* **Problem to solve**
The reply should consist of the full listing, repeated word for word.

*** Opening of Task data ***

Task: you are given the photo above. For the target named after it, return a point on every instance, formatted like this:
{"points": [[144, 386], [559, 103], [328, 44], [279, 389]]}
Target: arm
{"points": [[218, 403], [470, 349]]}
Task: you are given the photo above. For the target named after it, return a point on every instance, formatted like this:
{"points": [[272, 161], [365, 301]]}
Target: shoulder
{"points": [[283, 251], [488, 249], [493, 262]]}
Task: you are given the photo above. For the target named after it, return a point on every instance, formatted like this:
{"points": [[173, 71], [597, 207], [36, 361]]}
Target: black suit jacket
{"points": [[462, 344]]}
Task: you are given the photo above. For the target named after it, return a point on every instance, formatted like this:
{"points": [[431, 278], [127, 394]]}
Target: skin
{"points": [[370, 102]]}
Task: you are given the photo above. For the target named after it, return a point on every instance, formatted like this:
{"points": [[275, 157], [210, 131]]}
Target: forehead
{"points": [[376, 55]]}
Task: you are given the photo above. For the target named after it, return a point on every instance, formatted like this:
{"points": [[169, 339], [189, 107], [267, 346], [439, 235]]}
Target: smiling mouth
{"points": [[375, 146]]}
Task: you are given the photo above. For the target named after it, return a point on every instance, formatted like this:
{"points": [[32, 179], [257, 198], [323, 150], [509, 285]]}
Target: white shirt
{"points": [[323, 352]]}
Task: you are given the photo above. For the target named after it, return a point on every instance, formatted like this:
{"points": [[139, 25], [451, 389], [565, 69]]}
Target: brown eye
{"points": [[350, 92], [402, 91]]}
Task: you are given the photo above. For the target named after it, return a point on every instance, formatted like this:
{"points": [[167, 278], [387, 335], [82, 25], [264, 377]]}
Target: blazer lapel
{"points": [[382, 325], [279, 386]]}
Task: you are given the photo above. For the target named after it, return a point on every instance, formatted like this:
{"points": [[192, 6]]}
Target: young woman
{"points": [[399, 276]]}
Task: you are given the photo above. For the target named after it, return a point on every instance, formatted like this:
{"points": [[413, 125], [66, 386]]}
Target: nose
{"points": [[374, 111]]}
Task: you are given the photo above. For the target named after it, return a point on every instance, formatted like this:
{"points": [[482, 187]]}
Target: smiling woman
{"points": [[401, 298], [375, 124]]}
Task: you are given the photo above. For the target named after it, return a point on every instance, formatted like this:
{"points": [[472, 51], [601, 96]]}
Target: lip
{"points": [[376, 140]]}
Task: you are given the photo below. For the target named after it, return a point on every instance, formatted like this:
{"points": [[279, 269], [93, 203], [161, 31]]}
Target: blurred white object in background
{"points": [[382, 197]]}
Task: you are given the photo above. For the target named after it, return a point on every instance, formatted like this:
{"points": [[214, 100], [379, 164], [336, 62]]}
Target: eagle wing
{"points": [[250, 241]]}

*** Close of Task data ***

* **Expected output**
Task: you are given the photo above. For the target named after it, return a point on every instance, formatted like this:
{"points": [[144, 386], [559, 103], [328, 44], [279, 389]]}
Target: arm
{"points": [[218, 403], [470, 349]]}
Task: you are given the photo above. For the target named after it, return a point on every instance, formatted like this:
{"points": [[272, 161], [365, 301]]}
Target: shoulder
{"points": [[283, 251], [488, 249], [493, 262]]}
Task: you are given the photo above. For the target named after it, return a point on every instance, formatted like this:
{"points": [[173, 71], [597, 207], [36, 361]]}
Target: black suit jacket
{"points": [[462, 344]]}
Task: you are given the photo above. For the target named after it, return a point on every instance, formatted like this:
{"points": [[431, 278], [127, 394]]}
Target: skin
{"points": [[370, 102]]}
Task: you are given the photo above. For the target named after it, return a point on every instance, formatted like this:
{"points": [[275, 157], [210, 131]]}
Target: forehead
{"points": [[376, 55]]}
Task: you are given the photo above. For the target named after it, return a point on every instance, formatted like this:
{"points": [[169, 339], [189, 107], [267, 346], [439, 235]]}
Target: smiling mouth
{"points": [[375, 146]]}
Task: you are given the photo above. For the target named after it, return a point on every instance, formatted like this:
{"points": [[32, 179], [257, 198], [323, 150], [509, 285]]}
Target: white shirt
{"points": [[323, 352]]}
Task: you are given the photo above. For the target named after it, return a point on every instance, formatted like this:
{"points": [[139, 25], [451, 389], [565, 69]]}
Target: brown eye
{"points": [[350, 92], [402, 91]]}
Task: you are given the photo above. For the target named after it, return a point on every instance, formatted like this:
{"points": [[167, 278], [387, 335], [82, 25], [264, 377]]}
Target: blazer lapel
{"points": [[382, 325], [279, 386]]}
Task: you are given the photo above. For the target named after it, return a point on every instance, formatted like this:
{"points": [[192, 6]]}
Target: young woman
{"points": [[399, 276]]}
Task: you are given the photo above. For the target named after it, return a point on every instance, formatted like this:
{"points": [[413, 125], [66, 386]]}
Target: nose
{"points": [[374, 111]]}
Task: you are given the photo above. For the target named after it, return a point on every instance, formatted like this:
{"points": [[482, 187]]}
Target: smiling woman
{"points": [[401, 298], [375, 124]]}
Task: you are given the photo above. For the target named after it, return a point on every instance, formatted like this:
{"points": [[472, 51], [601, 96]]}
Target: lip
{"points": [[376, 140]]}
Task: you are given the photo below. For the target named after it, return a point on every instance, formatted like this:
{"points": [[279, 269], [93, 203], [161, 31]]}
Target: blurred white object in background
{"points": [[382, 197]]}
Task: you are given the photo above. For the target named after it, return a point on every instance, formatted like this:
{"points": [[214, 100], [379, 164], [336, 62]]}
Target: eagle wing
{"points": [[250, 241]]}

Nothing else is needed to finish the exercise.